Apply what you read:
(1) According to the DNA steganography text, what happens to introns during splicing?
(2) Continue the DNA steganography text from the point where it stops.

Source extract:
/---

Count the introns, maybe you get 10 - 16 - 10 (you remember Bell Curve). Or is it a trigger for the message at the 3' → 5' Strang, who knows.
Keep in mind, first comes DNA (T) then RNA (U) with which you can use the Code-Sonne on Wikipedia.
The #Genetic Cipher: A #Steganographic Thought Experiment
Since you enjoyed the first DNA-splicing decode, let’s level up. Think of biological DNA not just as a blueprint, but as a multi-layered, encrypted filesystem.
1. The Biological Stack (Quick Primer)
To understand the „exploit“, you need to see how the „hardware“ reads the „code“:
- The Double Helix: DNA consists of two strands. They are antiparallel (running in opposite directions, 5′ → 3′ vs. 3′ → 5′ ) and complementary (A pairs with T, C pairs with G).
- Transcription: The cell doesn't read the whole „disk“. It transcribes DNA into mRNA.
- Splicing: Here’s the InfoSec twist: A gene contains Exons (coding data) and Introns (non-coding „junk“ data). During splicing, the Introns are removed, and only Exons are joined to form the final „executable“ protein.
- The Codon Table: 3 bases = 1 amino acid. But it’s a degenerate code (multiple „opcodes“ can result in the same output), which is perfect for hiding noise.
2. The „Gauss-Intron“ Proposal
If we wanted to hide a message that even a sophisticated LLM or pattern-scanner wouldn't flag, we’d use the Introns as a steganographic layer:
- Antiparallel Mirroring: We hide the message on the Template Strand (the „backside“ of the DNA). To find it, you’d have to flip the string and calculate the complement -- basically a biological „reverse-text“ cipher.
- The Gauss Mask: Instead of hiding text in the Introns (which would look like suspicious „high-entropy“ data), we hide the metadata (start/stop triggers) in their statistical distribution.

\---

Supplied entries:
/---

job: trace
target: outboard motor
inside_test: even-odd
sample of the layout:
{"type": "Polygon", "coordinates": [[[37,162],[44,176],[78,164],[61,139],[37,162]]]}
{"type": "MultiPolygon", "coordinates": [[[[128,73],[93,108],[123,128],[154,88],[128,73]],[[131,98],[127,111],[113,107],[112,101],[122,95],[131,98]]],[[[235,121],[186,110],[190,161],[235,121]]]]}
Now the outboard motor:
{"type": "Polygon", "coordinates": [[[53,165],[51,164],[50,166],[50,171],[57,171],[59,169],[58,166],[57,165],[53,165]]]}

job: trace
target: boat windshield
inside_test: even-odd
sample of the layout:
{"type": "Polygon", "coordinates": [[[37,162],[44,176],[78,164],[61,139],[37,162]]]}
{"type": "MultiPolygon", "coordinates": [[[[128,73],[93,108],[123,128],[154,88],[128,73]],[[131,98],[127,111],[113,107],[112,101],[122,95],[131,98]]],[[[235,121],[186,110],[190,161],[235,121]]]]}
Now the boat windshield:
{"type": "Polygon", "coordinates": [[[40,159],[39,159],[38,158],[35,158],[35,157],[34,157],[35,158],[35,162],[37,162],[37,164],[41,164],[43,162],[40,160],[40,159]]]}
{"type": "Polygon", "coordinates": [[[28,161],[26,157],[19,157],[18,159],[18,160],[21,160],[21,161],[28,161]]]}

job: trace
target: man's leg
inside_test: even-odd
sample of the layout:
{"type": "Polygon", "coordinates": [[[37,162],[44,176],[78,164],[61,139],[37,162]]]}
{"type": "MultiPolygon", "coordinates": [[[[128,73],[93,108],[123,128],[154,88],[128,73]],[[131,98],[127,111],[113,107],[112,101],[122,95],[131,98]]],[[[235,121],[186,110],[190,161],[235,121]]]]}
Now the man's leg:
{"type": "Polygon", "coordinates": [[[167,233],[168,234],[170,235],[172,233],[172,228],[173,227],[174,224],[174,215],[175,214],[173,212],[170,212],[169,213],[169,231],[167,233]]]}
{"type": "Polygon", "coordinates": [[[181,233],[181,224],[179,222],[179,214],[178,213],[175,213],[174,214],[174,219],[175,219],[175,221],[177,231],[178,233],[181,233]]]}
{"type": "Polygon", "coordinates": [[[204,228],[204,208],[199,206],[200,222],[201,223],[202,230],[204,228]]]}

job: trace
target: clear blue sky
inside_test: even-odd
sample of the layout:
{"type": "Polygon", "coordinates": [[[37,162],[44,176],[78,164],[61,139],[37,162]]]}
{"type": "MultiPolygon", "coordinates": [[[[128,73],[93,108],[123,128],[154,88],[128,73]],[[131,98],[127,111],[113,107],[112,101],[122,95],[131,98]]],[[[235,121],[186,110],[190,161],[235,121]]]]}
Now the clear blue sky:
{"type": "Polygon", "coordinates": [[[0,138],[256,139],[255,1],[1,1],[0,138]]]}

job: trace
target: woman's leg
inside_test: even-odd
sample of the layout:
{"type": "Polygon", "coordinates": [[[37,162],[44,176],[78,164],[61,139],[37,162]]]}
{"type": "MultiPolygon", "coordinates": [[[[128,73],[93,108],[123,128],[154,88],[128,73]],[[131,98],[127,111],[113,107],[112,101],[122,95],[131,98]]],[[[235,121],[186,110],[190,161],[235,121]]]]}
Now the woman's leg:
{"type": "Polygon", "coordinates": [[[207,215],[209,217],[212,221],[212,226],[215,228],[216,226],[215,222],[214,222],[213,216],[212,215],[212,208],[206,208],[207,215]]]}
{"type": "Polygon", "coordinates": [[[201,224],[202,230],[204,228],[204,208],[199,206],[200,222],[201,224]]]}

\---

Answers by item:
(1) They are removed, and only the exons are joined to form the final protein.

(2)
- The Logic: If the lengths of the Introns follow a perfect Gaussian Distribution (Bell Curve), any automated bio-scanner would mark it as „natural variation“ or „evolutionary noise“.
- The Language Key: To avoid translation errors across different „compilers“, we use Latin (a dead, rigid language) for the Exons. It acts as a „Proof of Concept“ that the decoded text isn't a fluke.
The Challenge:
Imagine a sequence where the Exons tell a boring story in Latin, but the Introns -- invisible to the final protein -- dictate the decryption key for the reverse-complement strand based on their relative positions on a Gaussian curve.
„Nature doesn't just hide its secrets in the code, but in the way the code is edited before execution“.
Example:
5'--ATG_gtacagttgc_GGT_agctagctagctagct_GTG_gtacagttgc_GTG_tag--3'
Introns lower case, Exons upper case, slipcing result ATG GGT GTG GTG TAG
ATG → M (Methionin/Start)
GGT → G
GTG → V
GTG → V
TAG → _ (Stop)
Result: "MGVV" Magna Vis.
Count the introns, maybe you get 10 - 16 - 10 (you remember Bell Curve). Or is it a trigger for the message at the 3' → 5' Strang, who knows.
Keep in mind, first comes DNA (T) then RNA (U) with which you can use the Code-Sonne on Wikipedia.